TEXT EXTRACT:
● ● ● ●
The Pilot is the official newspaper of the Archdiocese of Boston and claims the title of "America's Oldest Catholic Newspaper", having been in continuous publication since its first issue on September 5, 1829.  Although the first Catholic newspaper in the United States, The United States Catholic Miscellany of Charleston, South Carolina, was founded seven years earlier in 1822, it ceased publication in 1861.

The paper was founded by Bishop Benedict Joseph Fenwick, the second bishop of Boston, at a time of increased Irish immigration to the United States and rising anti-Catholic animus to the newcomers' church. In its first edition, Bishop Fenwick wrote that the newspaper's purpose was to defend against the "crying calumnies and gross misrepresentations which in this section of the country have been so long, so unsparingly, so cruelly heaped upon the Church."

In 1834, Fenwick sold the publication to two laymen—Henry Devereux, the publisher, and Patrick Donahoe, an employee who quickly became the newspaper's sole proprietor. In 1838, Donahoe became editor, and he maintained control of the newspaper until his death in 1891. During much of the 19th century, The Pilot acquired a reputation of being an Irish-American cultural newspaper.  The great majority of Boston's Catholics were originally immigrants from Ireland, with tens of thousands arriving during and after the Great Famine.  Notable editors linked to the movement for Irish independence include John Boyle O'Reilly, James Jeffrey Roche and Thomas D'Arcy McGee.

Archbishop William Henry O'Connell purchased the paper in 1908 and turned it into the official voice of Boston's archdiocese. He closely monitored its editorial policies and sought to promote its readership among local Catholic families. In 1979, The Pilot celebrated its 150th anniversary and featured special information about the newspaper's history. As of 2004, its circulation was of 23,039 printed copies.

In 2006, the newspaper launched its online edition, TheBostonPilot.com, which offers expanded content and multimedia features.
● ● ● ●
SUPPLIED INFORMATION:
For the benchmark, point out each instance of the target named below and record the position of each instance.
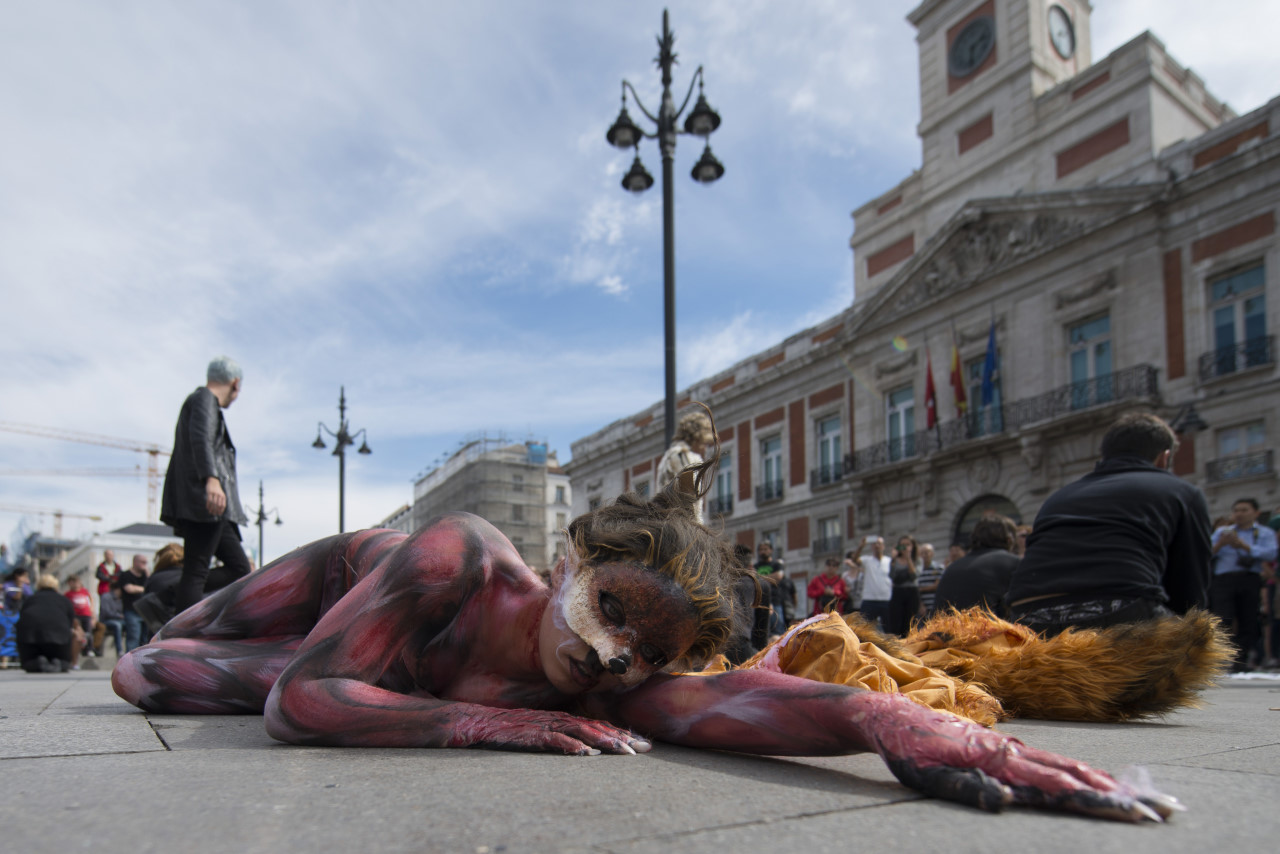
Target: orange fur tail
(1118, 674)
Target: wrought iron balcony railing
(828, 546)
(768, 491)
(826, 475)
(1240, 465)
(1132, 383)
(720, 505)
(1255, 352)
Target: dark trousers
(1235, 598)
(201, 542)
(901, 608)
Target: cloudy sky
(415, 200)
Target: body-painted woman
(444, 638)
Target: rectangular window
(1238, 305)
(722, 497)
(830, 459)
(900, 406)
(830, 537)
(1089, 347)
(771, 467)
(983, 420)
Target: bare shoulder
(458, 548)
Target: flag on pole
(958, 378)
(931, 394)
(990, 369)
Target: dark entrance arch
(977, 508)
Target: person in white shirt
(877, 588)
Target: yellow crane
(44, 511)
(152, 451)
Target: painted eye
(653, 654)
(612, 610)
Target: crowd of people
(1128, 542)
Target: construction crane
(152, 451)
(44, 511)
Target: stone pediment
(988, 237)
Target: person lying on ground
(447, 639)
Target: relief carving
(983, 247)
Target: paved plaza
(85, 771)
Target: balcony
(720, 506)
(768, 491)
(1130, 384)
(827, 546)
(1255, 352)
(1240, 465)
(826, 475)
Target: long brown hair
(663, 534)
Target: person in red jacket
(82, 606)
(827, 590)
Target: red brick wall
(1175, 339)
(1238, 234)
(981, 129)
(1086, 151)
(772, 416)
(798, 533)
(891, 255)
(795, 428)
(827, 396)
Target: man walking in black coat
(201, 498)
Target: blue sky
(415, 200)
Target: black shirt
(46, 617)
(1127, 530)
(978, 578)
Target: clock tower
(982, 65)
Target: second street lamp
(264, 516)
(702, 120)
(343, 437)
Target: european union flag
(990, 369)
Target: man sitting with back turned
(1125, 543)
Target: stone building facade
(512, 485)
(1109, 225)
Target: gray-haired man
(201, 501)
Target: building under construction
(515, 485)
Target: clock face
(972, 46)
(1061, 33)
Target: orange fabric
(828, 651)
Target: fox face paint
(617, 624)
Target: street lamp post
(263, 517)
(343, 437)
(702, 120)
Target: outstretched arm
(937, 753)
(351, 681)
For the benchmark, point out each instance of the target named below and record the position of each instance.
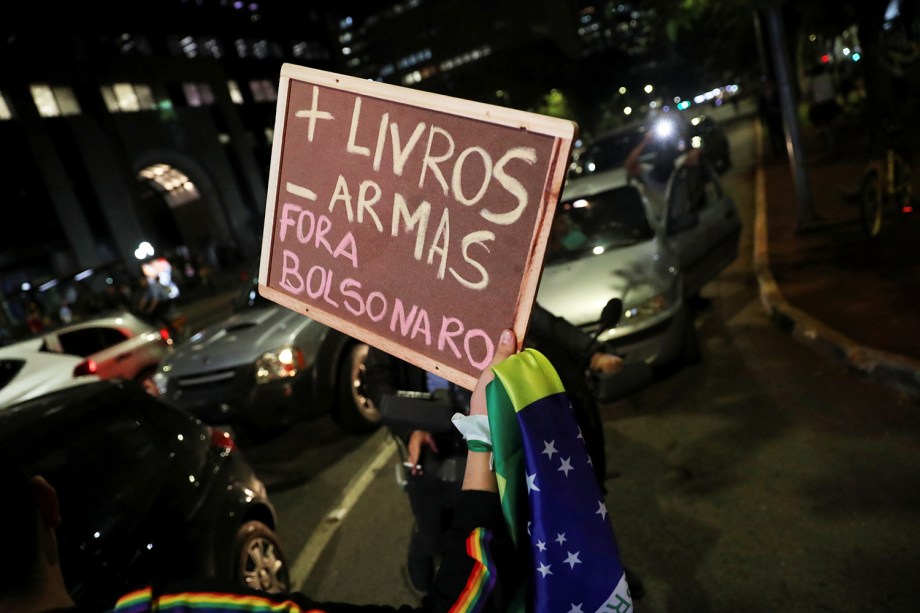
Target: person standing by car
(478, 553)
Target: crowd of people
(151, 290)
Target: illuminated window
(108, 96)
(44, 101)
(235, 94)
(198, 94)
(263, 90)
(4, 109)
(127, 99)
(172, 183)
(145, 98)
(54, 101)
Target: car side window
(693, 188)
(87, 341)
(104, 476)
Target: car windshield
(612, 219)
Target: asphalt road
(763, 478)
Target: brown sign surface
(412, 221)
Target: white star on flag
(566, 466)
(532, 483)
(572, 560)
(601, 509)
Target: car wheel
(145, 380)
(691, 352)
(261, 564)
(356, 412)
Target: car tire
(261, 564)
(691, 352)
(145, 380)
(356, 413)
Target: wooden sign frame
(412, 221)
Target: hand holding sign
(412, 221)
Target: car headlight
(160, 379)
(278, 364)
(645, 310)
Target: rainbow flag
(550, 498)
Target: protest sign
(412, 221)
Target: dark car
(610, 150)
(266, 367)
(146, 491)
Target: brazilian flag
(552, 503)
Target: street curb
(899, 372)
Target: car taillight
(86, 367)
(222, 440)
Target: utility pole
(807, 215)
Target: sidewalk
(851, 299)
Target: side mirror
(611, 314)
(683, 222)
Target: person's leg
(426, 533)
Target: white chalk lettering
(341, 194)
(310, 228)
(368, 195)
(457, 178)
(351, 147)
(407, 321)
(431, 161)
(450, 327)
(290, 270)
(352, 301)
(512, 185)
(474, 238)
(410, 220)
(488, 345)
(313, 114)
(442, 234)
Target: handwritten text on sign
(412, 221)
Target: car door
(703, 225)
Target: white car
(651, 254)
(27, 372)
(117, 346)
● ● ● ●
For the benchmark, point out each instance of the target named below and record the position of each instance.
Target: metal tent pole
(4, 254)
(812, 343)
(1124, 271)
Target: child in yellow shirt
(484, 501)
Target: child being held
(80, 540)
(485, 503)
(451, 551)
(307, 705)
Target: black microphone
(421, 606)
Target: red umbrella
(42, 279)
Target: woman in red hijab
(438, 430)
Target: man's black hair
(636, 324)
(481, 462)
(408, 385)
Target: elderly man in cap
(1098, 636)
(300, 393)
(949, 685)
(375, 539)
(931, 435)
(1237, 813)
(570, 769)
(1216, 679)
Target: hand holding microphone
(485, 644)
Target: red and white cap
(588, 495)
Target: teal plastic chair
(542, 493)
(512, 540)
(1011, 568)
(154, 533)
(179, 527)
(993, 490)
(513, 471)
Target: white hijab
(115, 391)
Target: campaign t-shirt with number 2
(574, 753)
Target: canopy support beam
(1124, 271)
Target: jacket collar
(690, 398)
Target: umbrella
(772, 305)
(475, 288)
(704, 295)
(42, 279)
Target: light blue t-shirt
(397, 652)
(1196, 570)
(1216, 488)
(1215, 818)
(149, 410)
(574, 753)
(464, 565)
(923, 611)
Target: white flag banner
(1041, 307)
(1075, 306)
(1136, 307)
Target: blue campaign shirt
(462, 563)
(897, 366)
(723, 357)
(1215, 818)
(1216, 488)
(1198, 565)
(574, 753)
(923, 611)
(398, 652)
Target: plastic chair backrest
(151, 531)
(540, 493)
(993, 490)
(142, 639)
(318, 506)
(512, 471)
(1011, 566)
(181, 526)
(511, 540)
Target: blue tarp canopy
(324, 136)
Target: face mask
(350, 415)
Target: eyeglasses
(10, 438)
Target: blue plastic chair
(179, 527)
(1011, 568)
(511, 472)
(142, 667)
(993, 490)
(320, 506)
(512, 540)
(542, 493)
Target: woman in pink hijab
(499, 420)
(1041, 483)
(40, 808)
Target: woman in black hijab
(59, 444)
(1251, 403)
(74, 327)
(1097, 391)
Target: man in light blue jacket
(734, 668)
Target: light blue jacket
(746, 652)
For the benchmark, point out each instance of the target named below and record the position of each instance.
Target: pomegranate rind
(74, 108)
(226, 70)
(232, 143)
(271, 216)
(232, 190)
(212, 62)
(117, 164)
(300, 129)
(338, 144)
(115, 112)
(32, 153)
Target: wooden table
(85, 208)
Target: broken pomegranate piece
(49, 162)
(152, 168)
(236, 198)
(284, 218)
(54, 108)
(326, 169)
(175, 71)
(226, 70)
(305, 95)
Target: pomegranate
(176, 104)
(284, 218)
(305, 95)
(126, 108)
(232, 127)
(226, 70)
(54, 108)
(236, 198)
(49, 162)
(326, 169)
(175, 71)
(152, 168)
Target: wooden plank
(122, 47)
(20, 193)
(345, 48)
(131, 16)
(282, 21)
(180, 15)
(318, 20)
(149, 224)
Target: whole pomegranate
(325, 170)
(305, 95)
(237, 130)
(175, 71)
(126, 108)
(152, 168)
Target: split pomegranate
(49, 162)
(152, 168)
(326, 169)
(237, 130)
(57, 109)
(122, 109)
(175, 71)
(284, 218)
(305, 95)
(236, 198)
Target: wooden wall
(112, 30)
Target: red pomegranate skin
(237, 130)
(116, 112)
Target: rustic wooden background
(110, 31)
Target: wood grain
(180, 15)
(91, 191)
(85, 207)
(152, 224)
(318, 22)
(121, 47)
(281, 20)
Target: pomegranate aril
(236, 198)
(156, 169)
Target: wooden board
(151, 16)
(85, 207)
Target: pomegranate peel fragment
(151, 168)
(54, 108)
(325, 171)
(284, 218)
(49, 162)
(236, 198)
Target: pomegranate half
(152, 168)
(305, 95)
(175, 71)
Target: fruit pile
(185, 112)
● ● ● ●
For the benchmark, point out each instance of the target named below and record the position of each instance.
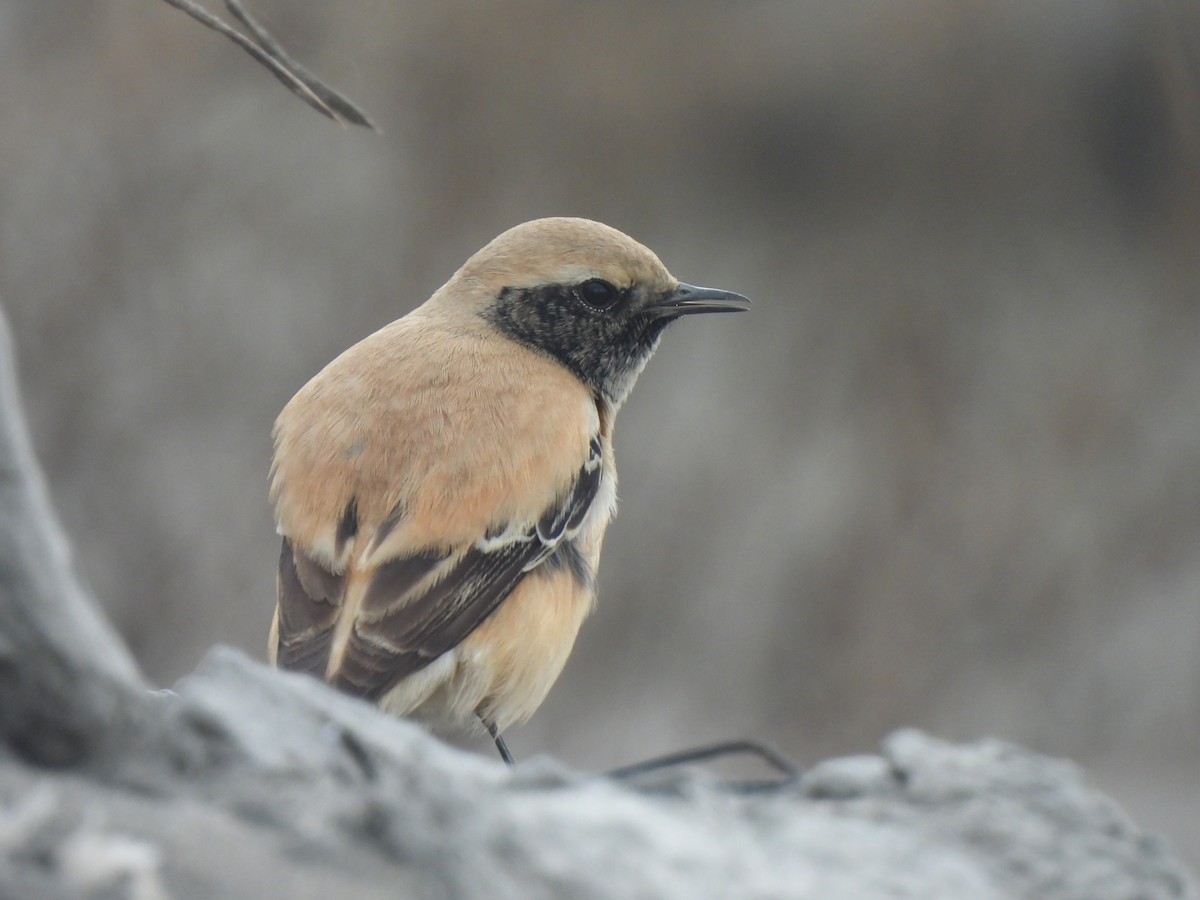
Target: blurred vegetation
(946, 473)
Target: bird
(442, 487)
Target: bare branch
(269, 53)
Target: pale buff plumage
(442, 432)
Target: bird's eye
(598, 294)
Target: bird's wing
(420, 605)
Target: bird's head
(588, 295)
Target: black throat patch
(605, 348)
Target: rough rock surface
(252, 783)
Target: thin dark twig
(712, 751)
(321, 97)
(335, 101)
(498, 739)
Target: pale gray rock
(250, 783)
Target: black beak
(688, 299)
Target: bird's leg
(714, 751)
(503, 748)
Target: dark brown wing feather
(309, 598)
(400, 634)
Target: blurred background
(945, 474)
● ● ● ●
BRIEF: Reproduce the text on The Pilot starting at "In 1834, Fenwick" and ending at "Thomas D'Arcy McGee.", swapping "laymen" for "lay Catholics".

EXERCISE RESPONSE:
In 1834, Fenwick sold the publication to two lay Catholics—Henry Devereux, the publisher, and Patrick Donahoe, an employee who quickly became the newspaper's sole proprietor. In 1838, Donahoe became editor, and he maintained control of the newspaper until his death in 1891. During much of the 19th century, The Pilot acquired a reputation of being an Irish-American cultural newspaper.  The great majority of Boston's Catholics were originally immigrants from Ireland, with tens of thousands arriving during and after the Great Famine.  Notable editors linked to the movement for Irish independence include John Boyle O'Reilly, James Jeffrey Roche and Thomas D'Arcy McGee.